# [ASSIGNMENT]
Although the data below holds other lines too, output only those from the line with "33, 485, 79" up to and including the line with "88, 792, 698", exactly as they appear.

Collected data
========================================================================

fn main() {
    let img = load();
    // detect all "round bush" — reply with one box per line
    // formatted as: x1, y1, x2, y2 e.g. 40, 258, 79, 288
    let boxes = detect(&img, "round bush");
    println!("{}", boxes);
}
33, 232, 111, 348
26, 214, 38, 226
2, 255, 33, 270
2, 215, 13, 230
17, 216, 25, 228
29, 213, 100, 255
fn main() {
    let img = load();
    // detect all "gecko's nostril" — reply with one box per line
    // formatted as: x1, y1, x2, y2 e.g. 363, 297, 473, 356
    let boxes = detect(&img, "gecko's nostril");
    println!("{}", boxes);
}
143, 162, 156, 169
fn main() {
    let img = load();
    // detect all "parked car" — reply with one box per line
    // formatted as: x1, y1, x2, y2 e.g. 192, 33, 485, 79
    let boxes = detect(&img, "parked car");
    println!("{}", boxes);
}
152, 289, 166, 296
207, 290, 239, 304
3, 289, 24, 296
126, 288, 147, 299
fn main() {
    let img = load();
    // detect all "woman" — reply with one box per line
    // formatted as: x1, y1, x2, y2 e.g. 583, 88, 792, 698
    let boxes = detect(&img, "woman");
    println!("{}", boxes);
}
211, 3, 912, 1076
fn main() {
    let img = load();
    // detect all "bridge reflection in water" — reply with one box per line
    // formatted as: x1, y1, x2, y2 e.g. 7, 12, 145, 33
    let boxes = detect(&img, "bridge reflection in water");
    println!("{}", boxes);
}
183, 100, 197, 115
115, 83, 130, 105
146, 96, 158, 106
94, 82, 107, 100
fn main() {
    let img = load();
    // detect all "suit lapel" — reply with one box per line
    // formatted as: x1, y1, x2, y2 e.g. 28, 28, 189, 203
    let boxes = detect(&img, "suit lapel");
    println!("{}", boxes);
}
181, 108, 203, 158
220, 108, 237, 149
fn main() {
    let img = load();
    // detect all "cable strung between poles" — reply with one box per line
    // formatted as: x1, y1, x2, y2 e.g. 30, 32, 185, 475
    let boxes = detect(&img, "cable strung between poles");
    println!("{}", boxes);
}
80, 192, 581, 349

========================================================================

# [WRITTEN RESPONSE]
    // formatted as: x1, y1, x2, y2 e.g. 192, 33, 485, 79
    let boxes = detect(&img, "parked car");
    println!("{}", boxes);
}
152, 289, 166, 296
207, 290, 239, 304
3, 289, 24, 296
126, 288, 147, 299
fn main() {
    let img = load();
    // detect all "woman" — reply with one box per line
    // formatted as: x1, y1, x2, y2 e.g. 583, 88, 792, 698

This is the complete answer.